Requirement:
Print the line containing "In this exercise you will pick out the short" and each line after it through the end, please, with nothing added.

Named object pointing entries
=-=-=-=-=

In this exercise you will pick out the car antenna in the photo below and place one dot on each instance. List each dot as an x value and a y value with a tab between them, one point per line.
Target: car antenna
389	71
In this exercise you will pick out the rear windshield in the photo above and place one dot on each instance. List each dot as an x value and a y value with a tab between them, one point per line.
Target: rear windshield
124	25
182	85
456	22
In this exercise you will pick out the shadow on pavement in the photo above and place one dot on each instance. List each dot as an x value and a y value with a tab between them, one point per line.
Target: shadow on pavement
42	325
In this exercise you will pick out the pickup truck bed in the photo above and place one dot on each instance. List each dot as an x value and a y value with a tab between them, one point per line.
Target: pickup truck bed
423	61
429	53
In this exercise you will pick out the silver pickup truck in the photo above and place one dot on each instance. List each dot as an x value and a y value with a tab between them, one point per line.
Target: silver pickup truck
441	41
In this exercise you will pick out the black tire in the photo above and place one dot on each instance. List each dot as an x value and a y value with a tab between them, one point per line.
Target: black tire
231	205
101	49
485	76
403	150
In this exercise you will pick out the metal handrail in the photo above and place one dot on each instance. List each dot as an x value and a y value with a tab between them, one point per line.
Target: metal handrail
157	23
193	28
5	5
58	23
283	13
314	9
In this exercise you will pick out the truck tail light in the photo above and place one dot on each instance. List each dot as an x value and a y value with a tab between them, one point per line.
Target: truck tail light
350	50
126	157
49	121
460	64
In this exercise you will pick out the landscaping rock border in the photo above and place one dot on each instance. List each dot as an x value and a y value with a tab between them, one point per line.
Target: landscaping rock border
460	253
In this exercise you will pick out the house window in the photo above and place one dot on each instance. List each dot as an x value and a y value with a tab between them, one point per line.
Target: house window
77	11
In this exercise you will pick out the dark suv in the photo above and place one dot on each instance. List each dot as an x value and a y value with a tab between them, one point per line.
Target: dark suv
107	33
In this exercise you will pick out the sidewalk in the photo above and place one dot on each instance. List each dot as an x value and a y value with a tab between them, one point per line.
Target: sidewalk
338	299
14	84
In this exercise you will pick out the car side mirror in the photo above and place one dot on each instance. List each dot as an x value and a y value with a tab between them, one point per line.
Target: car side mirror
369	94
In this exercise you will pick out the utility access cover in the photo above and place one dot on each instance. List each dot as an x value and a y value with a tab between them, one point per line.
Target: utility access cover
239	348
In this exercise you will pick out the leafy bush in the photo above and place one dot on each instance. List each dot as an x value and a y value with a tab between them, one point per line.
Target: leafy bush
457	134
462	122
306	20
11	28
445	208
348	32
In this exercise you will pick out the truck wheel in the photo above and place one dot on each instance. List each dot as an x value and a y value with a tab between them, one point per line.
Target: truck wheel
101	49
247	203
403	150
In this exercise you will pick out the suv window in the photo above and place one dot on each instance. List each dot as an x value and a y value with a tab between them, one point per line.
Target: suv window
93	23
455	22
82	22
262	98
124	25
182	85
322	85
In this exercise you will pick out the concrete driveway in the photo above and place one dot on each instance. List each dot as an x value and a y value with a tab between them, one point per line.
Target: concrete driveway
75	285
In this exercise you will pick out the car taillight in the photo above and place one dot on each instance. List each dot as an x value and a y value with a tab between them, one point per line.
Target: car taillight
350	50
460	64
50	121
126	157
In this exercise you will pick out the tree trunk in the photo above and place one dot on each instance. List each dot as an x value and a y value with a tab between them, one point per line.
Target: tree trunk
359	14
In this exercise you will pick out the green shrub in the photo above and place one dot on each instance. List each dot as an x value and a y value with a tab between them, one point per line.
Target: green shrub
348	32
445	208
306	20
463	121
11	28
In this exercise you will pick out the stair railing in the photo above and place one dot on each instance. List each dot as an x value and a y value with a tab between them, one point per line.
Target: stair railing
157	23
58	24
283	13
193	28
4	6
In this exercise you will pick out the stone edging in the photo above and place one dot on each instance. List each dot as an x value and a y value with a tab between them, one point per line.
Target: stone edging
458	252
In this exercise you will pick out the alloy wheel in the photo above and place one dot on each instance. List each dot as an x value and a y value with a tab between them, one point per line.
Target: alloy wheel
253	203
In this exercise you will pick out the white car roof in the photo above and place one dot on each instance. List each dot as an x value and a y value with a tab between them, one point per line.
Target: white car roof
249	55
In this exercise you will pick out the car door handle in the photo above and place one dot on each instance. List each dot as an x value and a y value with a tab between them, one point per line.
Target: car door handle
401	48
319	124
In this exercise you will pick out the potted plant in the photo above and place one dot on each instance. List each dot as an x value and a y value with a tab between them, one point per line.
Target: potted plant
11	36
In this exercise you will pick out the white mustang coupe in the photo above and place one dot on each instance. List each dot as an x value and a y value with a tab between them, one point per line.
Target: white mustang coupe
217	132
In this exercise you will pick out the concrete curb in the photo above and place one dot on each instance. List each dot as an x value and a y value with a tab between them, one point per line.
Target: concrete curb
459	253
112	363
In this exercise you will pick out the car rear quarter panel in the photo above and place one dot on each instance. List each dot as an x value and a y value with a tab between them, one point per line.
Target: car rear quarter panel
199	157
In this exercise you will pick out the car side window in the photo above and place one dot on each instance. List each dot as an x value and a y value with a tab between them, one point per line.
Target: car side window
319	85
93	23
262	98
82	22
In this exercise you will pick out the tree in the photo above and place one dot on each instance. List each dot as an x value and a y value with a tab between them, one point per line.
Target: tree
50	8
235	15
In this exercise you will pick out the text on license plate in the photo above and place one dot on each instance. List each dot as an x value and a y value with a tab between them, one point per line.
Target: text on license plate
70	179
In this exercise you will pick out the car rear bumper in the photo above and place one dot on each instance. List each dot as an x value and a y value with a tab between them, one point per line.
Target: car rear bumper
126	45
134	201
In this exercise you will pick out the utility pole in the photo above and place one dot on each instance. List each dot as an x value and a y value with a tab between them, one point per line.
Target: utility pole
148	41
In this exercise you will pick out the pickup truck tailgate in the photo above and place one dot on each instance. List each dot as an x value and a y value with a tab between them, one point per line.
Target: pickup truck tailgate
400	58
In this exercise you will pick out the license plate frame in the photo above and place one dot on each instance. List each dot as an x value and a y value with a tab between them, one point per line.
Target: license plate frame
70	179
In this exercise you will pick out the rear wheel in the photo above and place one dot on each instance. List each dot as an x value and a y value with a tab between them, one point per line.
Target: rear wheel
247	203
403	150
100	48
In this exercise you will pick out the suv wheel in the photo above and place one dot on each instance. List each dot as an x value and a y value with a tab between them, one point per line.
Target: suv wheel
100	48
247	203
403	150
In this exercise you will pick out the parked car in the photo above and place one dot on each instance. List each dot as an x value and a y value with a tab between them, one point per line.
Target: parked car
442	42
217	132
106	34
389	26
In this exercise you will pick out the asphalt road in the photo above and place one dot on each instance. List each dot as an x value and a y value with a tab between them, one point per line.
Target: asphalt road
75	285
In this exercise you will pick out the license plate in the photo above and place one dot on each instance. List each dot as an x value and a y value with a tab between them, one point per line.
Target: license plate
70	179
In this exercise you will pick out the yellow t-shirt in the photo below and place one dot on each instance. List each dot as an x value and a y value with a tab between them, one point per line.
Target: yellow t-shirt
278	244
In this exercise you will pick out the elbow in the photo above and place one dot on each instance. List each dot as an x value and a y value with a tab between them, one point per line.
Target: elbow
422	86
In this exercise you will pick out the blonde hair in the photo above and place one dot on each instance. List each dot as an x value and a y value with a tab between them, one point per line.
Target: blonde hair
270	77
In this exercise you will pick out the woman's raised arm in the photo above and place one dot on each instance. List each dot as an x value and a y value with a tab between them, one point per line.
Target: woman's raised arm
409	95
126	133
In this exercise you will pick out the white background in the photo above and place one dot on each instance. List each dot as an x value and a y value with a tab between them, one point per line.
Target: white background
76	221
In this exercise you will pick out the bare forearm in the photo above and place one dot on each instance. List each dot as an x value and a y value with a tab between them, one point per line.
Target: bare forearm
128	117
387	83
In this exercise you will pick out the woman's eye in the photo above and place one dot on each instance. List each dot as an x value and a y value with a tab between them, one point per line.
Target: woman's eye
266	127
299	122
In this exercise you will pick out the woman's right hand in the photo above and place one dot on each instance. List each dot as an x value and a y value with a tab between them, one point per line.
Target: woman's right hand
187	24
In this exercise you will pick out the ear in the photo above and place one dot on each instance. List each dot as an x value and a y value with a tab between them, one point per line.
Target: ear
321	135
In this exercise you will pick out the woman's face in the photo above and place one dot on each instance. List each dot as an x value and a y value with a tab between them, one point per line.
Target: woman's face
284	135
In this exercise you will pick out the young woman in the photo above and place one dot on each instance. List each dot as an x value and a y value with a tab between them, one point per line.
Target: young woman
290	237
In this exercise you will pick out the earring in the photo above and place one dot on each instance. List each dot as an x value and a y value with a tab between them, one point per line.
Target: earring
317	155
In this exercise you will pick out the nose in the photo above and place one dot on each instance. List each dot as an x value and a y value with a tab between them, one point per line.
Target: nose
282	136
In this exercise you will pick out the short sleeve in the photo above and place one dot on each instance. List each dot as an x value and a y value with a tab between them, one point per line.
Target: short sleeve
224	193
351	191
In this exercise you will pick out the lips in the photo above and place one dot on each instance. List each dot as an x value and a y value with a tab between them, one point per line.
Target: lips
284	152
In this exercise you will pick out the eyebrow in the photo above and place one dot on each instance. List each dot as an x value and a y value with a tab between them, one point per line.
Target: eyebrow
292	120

=-=-=-=-=

Answer for this exercise:
In this exercise you will pick out the short sleeve in the photo above and place one dot on each instance. List each dot as an x value and a y value with a tab between them, one point per line.
Target: short sleeve
224	193
351	191
In this exercise you will pick out the lips in the photo above and place one dot on each instance. List each dot as an x value and a y value with a tab between them, one point per line.
Target: lips
284	152
In this exercise you will pick out the eyebrow in the photo above and place one dot on each instance. List each dot as an x value and a y value with a tab between them, one point per line.
Target: eyebrow
292	120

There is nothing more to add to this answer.